▶ **Provided passage**
--- START ---

One note here. Uber passengers may only use a credit or debit card for pay. A person may tip a driver, but it isn’t required. I have found a reasonable and appreciated gesture is to give the driver a 4 or 5 star rating when you get the receipt back via e-mail. I point this out, not so specifically to ask one to tip. I am just saying the drivers have little to no cash on board lest one would want to do something stupid. I hope you get what I mean.

Some city governments are downright hostile to Uber or Lyft. Beaumont City Councilman Mike Getz helped these hail-riding firms get a foot hold here. Getz, an attorney, has been quite controversial at times but I feel he deserves much credit for his support of ride-hailing companies.

Those who do not deserve our support are the knuckle-heads in the Texas Senate who want to place stricter controls on ride-hailing drivers.

Senate Bill 176, authored by Sen. Charles Schwertner, a Republican and orthopedic surgeon from Georgetown, authored the bill which is captioned: “Relating to the regulation of transportation network companies; requiring an occupational permit; authorizing a fee.

While requiring some screening measures which some drivers already face in cities where hail-riding companies are allowed there are measures which seemingly regulate the corporations as well. This includes a sliding-scale fee for companies with the highest number of employees to pay $125,000.

I thought Republicans want no regulation!

This afternoon I called the Capitol office of my state Sen. Brandon Creighton, a Republican from The Woodlands to let my voice to be heard. He also serves as vice chairman of the Senate Business and Commerce Committee. That body will hold a public hearing on this bill tomorrow, March 14.

An analysis of the bill by the nonpartisan Senate Research includes the intent of this regulation by the bill’s author. In it, Schwertner’s concerns conclude:

“However, no consistent and predictable statewide regulation of TNCs exists in the Texas. This has resulted in an inefficient and confusing patchwork of rules across local jurisdictions. These myriad regulations are often arbitrary and onerous. As a result, they may inhibit TNCs from growing their business and network or providing their services in many areas. The loss of TNCs results in less mobility and fewer safe transportation options, as well as a withering economic climate.”
Some of the Tea Party/Trump types have a great disdain for government, at least anything above the local level. But I also believe that some locals in many towns across the state have a dislike for technology.

--- END ---

▶ **Work instructions**
1 - State the date on which, according to the ride-hailing post, the Senate Business and Commerce Committee will hold a public hearing on the bill.
2 - Copy the ride-hailing post from "Some of the" to "dislike for technology.", substituting "innovation" for "technology".
3 - Explain why, according to the ride-hailing post, the bill's author sees the current local rules for ride-hailing companies as a problem.

▶ **Data supplied**
--- START ---

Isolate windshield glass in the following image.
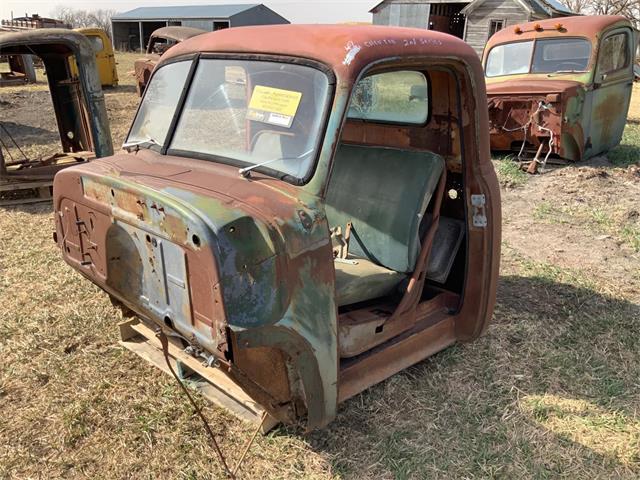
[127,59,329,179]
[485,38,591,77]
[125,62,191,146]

--- END ---
--- START ---

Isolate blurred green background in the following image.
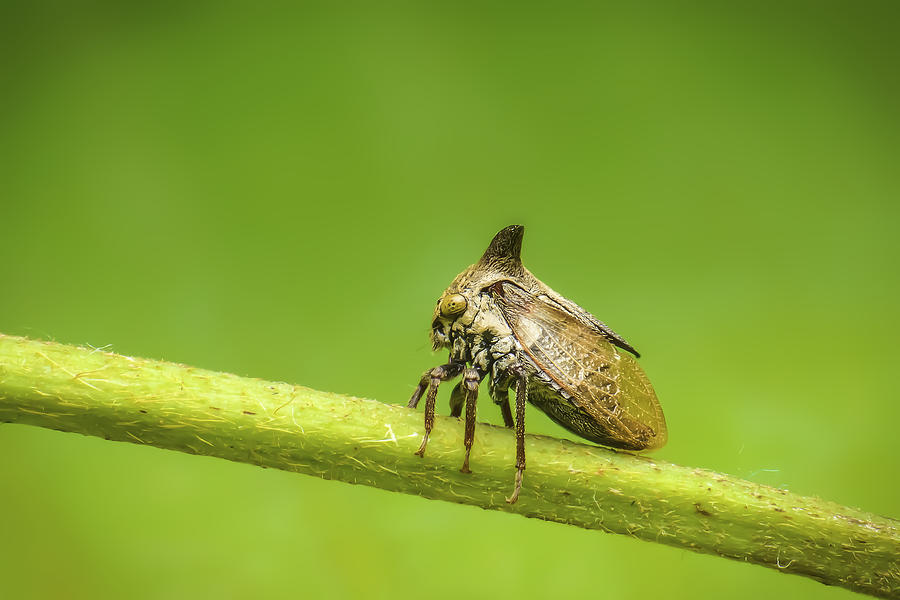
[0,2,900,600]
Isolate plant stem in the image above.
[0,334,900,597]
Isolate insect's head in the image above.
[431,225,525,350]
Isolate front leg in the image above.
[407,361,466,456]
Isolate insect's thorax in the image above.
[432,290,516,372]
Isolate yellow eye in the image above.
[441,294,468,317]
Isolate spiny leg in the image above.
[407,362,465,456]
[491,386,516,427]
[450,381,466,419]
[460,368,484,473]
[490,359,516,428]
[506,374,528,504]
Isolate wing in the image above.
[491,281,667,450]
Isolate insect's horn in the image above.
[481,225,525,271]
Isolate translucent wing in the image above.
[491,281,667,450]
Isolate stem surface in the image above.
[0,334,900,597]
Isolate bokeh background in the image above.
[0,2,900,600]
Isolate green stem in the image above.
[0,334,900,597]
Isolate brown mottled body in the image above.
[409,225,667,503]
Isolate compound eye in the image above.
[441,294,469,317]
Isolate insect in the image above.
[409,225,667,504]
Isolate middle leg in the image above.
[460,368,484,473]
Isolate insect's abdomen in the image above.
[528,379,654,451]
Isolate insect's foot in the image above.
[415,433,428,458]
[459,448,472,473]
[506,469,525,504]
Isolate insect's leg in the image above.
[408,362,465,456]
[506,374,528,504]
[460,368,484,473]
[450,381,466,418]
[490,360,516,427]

--- END ---
--- START ---

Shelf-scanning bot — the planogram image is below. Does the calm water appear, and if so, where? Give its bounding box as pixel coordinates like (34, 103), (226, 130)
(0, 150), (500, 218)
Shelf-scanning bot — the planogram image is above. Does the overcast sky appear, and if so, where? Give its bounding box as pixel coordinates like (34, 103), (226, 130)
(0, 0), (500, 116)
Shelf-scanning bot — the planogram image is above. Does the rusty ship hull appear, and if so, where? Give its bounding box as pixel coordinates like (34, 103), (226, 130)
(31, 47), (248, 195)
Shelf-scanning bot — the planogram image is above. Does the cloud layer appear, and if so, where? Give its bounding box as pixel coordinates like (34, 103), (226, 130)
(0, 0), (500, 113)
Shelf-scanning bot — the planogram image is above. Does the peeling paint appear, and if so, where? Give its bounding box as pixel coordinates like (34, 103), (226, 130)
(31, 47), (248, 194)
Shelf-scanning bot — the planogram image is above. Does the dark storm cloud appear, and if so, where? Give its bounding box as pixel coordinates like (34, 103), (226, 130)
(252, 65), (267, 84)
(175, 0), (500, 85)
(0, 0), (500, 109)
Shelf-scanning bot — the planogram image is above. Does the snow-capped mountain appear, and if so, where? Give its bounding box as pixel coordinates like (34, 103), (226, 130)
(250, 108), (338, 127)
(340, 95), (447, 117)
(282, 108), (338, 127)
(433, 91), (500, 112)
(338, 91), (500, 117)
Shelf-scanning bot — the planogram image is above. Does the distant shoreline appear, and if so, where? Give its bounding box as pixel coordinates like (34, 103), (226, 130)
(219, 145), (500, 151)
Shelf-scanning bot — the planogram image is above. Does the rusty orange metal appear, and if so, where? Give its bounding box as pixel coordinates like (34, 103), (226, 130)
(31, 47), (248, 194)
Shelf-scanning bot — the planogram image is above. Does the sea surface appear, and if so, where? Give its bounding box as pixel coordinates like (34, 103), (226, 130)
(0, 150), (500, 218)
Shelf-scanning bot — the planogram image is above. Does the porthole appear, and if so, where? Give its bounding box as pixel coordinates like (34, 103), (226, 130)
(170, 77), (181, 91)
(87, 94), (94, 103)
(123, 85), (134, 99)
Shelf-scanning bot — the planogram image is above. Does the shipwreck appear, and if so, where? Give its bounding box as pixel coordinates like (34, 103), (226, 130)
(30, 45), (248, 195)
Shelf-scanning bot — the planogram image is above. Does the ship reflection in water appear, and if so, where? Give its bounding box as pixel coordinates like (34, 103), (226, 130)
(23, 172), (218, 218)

--- END ---

▶ **Responses by task**
1 - March 14

2 -
Some of the Tea Party/Trump types have a great disdain for government, at least anything above the local level. But I also believe that some locals in many towns across the state have a dislike for innovation.

3 - There is no consistent statewide regulation, so the local rules form an inefficient and confusing patchwork that is often arbitrary and onerous. These rules may keep the companies from growing or serving many areas. Losing the companies means less mobility, fewer safe transportation options, and a withering economic climate.